■ **Required action**:
Print the records below from the first line through the line containing "Trace the outline of each instance of the black", both included, word for word.

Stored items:

○ ○ ○

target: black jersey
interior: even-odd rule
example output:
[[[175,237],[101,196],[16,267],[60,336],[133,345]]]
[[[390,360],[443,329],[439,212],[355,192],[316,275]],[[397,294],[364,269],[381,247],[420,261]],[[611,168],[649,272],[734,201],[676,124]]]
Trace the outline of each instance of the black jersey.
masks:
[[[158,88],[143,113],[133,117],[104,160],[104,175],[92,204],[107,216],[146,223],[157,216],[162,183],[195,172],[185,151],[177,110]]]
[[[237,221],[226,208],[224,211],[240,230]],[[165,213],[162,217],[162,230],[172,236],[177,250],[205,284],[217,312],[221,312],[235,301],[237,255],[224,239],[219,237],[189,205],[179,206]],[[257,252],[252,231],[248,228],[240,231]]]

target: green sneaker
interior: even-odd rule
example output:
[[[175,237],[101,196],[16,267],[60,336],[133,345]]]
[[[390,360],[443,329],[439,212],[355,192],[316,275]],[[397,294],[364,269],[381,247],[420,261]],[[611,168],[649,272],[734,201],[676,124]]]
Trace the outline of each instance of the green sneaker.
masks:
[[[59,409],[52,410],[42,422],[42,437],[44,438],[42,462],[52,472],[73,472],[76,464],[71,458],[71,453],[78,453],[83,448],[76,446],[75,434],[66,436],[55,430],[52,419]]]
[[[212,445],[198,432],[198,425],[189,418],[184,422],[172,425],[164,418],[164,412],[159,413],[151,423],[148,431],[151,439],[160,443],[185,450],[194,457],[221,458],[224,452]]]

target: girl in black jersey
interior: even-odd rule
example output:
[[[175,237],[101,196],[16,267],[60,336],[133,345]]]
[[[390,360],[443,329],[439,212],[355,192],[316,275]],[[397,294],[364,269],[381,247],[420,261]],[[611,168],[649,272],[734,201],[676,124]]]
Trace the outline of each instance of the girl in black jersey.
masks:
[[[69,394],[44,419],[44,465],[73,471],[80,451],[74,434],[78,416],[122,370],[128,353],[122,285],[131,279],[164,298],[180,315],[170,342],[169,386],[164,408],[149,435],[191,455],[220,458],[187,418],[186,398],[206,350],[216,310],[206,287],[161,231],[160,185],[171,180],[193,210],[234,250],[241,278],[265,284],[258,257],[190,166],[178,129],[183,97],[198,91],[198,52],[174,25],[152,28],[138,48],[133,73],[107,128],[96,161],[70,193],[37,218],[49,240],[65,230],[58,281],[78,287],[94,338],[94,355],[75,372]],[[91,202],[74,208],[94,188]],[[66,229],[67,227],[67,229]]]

○ ○ ○

■ **Task solution**:
target: black jersey
interior: even-odd rule
example output:
[[[175,237],[101,196],[16,267],[60,336],[133,345]]]
[[[390,360],[443,329],[439,212],[355,192],[316,275]],[[397,294],[364,269],[381,247],[420,261]],[[611,168],[649,272],[734,201],[676,124]]]
Trace the outline of each instance of the black jersey.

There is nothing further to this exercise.